▶ [WORK ORDER]:
All lines from the first one in the listing below to the one holding "Scan for waterfall.", inclusive, are to be copied exactly.

▶ [THE INPUT]:
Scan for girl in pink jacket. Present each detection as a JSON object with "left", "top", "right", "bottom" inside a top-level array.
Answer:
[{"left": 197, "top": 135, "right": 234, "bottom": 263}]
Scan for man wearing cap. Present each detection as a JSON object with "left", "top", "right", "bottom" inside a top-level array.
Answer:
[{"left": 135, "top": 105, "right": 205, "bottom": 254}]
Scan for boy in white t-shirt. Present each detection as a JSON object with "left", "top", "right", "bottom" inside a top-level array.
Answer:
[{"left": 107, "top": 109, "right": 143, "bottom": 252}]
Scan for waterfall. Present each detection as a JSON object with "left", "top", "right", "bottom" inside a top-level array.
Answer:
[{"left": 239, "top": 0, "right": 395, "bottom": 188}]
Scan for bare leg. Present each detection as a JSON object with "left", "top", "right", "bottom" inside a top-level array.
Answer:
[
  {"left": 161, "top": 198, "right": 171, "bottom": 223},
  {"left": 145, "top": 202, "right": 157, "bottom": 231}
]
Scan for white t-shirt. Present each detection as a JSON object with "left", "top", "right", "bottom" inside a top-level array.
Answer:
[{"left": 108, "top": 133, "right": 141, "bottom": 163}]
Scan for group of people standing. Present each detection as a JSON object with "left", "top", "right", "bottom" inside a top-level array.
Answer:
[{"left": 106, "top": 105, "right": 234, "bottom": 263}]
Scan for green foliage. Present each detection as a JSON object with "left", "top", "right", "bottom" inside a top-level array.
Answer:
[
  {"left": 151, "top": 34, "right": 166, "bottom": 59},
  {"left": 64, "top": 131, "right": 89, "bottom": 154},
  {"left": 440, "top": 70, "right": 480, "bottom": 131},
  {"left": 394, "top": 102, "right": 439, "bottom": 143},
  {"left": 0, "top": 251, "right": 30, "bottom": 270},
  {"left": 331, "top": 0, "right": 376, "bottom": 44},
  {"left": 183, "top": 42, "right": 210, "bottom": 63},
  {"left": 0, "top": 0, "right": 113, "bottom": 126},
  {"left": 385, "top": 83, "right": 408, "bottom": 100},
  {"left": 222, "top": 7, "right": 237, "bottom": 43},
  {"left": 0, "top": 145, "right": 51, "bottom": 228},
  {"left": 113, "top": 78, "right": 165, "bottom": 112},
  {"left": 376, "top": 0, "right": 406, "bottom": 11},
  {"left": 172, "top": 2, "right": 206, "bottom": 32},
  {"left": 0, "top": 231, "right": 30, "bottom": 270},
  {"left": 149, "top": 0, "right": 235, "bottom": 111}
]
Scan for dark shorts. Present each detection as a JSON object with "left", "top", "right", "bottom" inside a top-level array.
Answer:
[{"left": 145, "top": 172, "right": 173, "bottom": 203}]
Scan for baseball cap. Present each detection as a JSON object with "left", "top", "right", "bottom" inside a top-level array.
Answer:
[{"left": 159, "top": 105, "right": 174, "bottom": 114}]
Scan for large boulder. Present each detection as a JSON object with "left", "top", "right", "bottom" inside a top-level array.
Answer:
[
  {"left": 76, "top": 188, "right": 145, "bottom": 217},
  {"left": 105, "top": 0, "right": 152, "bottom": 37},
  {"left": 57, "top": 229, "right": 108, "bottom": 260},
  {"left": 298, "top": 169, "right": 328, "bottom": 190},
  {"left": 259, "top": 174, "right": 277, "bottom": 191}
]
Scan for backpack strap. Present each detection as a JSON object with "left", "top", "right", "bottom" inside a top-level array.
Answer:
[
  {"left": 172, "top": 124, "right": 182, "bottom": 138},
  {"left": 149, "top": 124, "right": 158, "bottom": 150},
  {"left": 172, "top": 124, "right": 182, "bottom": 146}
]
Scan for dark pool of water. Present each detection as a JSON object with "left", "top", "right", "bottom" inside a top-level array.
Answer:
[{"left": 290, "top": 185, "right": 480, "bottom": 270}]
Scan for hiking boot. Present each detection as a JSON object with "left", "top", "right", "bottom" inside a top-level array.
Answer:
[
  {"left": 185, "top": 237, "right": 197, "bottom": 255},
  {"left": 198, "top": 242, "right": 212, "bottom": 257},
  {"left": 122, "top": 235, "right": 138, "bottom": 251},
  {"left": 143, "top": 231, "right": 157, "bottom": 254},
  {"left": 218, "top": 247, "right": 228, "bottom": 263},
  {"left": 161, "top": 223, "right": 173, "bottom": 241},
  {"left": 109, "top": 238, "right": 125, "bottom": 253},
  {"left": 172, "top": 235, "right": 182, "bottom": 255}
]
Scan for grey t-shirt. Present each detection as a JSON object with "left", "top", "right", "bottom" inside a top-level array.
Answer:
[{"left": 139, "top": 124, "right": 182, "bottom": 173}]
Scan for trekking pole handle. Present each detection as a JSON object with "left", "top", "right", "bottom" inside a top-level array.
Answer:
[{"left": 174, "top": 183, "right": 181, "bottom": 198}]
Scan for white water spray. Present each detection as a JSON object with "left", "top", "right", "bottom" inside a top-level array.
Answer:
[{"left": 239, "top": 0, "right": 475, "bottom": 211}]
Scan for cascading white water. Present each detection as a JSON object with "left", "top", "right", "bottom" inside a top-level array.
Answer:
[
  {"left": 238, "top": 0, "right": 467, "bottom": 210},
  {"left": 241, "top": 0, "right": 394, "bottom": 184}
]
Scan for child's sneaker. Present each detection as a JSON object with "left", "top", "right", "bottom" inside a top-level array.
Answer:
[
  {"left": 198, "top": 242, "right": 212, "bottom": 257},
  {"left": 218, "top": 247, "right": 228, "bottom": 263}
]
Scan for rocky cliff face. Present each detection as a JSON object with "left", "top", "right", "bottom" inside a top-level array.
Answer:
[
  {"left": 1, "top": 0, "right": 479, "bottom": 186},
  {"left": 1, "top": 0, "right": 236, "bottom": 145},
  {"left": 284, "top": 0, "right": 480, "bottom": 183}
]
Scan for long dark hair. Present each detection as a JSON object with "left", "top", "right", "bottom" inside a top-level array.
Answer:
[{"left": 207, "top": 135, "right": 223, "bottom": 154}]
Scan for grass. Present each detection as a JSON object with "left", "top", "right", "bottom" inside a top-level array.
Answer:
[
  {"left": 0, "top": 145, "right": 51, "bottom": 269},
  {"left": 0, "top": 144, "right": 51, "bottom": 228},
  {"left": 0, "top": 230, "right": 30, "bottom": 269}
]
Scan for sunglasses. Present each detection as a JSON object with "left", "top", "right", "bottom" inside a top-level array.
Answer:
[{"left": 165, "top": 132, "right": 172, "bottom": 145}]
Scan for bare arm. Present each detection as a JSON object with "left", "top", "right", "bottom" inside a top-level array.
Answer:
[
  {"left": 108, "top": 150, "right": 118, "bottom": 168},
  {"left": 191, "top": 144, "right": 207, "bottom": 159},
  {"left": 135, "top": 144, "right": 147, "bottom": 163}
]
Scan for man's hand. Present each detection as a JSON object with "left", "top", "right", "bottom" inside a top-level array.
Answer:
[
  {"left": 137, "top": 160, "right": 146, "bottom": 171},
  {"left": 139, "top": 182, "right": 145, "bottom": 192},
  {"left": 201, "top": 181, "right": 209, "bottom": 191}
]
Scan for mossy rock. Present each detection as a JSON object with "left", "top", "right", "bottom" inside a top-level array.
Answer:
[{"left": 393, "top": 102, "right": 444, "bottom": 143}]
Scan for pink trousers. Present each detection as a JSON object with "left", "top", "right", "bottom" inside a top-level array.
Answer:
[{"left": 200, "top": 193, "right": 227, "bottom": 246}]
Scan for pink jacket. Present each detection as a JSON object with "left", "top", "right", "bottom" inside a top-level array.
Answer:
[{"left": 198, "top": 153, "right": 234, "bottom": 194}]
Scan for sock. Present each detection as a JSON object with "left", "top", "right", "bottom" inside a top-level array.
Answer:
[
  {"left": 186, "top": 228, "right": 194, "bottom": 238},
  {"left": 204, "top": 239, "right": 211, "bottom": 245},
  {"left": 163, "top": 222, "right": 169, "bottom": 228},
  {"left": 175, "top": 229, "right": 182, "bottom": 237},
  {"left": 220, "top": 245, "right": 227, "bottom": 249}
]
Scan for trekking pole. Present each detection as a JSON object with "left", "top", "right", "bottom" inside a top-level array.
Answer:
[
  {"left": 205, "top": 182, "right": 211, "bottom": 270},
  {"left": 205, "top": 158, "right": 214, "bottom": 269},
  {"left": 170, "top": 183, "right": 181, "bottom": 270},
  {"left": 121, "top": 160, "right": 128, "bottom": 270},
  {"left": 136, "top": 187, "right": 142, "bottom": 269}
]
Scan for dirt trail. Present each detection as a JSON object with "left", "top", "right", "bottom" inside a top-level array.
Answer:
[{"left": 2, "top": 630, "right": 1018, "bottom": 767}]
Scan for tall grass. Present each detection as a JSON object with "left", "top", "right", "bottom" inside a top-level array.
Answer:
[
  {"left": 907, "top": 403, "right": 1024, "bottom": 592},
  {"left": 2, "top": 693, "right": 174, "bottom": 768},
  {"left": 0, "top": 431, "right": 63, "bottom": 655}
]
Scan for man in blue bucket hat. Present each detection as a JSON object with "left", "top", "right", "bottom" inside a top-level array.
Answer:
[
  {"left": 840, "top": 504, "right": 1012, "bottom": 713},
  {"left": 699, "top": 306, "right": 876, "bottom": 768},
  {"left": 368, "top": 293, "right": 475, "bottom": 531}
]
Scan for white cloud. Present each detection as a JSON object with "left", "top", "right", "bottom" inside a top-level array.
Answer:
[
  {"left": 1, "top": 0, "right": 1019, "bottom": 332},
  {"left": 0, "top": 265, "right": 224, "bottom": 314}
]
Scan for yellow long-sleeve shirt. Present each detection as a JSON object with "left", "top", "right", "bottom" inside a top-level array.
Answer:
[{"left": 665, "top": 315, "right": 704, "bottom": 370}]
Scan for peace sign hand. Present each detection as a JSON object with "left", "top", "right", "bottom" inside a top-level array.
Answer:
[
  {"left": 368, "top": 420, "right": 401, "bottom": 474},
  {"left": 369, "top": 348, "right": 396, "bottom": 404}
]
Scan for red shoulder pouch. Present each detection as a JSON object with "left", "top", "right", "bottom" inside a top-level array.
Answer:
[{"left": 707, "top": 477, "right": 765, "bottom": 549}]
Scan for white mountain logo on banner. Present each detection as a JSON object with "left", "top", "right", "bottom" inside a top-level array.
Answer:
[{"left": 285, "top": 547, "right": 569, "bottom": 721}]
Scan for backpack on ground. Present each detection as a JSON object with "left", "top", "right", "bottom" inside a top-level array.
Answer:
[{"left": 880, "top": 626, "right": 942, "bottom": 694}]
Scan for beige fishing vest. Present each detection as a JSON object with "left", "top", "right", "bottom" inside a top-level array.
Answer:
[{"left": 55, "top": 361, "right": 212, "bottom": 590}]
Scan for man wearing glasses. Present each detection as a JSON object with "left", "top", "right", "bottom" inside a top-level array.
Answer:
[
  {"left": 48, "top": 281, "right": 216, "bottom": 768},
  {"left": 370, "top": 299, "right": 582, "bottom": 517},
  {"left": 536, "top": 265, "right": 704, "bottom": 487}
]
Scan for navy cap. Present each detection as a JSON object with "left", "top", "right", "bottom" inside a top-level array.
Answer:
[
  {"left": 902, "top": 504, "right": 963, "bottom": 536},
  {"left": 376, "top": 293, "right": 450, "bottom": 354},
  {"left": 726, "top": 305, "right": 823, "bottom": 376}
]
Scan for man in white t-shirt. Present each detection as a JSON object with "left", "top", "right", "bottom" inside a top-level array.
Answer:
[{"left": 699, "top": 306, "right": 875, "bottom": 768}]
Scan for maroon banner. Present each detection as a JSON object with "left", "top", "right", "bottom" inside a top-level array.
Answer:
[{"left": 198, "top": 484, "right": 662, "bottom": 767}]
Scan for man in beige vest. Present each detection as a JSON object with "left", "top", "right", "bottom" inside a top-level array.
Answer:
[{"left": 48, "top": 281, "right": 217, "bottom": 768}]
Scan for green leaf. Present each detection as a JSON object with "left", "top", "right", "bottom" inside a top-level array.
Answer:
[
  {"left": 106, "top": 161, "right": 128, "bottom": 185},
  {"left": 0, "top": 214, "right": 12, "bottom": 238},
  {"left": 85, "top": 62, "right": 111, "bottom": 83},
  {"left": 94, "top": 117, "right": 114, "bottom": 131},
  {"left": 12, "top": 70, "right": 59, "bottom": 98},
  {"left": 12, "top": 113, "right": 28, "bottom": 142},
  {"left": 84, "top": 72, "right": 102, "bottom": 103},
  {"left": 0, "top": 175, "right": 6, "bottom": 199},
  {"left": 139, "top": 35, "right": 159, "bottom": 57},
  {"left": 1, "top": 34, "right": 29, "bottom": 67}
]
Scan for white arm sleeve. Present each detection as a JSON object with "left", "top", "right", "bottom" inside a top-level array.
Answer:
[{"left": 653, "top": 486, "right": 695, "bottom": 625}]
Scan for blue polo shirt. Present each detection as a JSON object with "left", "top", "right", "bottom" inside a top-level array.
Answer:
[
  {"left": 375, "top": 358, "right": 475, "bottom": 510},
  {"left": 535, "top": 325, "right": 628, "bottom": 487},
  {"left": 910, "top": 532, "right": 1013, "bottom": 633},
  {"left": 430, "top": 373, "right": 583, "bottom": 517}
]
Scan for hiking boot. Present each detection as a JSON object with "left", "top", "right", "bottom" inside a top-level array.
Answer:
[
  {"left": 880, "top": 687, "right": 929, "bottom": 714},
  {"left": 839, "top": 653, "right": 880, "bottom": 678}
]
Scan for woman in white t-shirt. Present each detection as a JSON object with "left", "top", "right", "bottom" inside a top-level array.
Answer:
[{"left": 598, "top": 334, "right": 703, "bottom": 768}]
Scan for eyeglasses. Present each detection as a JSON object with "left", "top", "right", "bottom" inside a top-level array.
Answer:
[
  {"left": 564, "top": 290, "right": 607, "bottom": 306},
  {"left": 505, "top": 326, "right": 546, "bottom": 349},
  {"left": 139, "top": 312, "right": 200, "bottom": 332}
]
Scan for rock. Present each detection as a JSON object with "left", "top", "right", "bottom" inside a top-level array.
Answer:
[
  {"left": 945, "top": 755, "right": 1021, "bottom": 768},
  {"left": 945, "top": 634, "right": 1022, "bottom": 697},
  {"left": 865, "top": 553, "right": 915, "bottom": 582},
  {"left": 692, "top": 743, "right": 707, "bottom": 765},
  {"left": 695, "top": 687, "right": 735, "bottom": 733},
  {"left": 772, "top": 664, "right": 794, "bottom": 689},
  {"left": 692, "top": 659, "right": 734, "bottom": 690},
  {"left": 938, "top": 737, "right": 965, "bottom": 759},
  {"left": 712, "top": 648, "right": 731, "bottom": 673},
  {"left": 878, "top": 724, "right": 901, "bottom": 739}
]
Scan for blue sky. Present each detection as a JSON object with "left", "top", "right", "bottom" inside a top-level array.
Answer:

▶ [WORKED SOLUTION]:
Scan for girl in pink jacket. Present each detection as a JSON object with "left", "top", "right", "bottom" inside a top-level array.
Answer:
[{"left": 197, "top": 135, "right": 234, "bottom": 263}]
Scan for man wearing cap. Present each detection as a JSON object with "left", "top", "right", "bottom" inside a top-level array.
Answer:
[{"left": 135, "top": 105, "right": 205, "bottom": 254}]
Scan for boy in white t-shirt. Present each detection as a JSON object with "left", "top", "right", "bottom" inside a top-level array.
Answer:
[{"left": 107, "top": 109, "right": 143, "bottom": 252}]
Scan for waterfall. Present each detection as a JSON object with "left", "top", "right", "bottom" inside a top-level array.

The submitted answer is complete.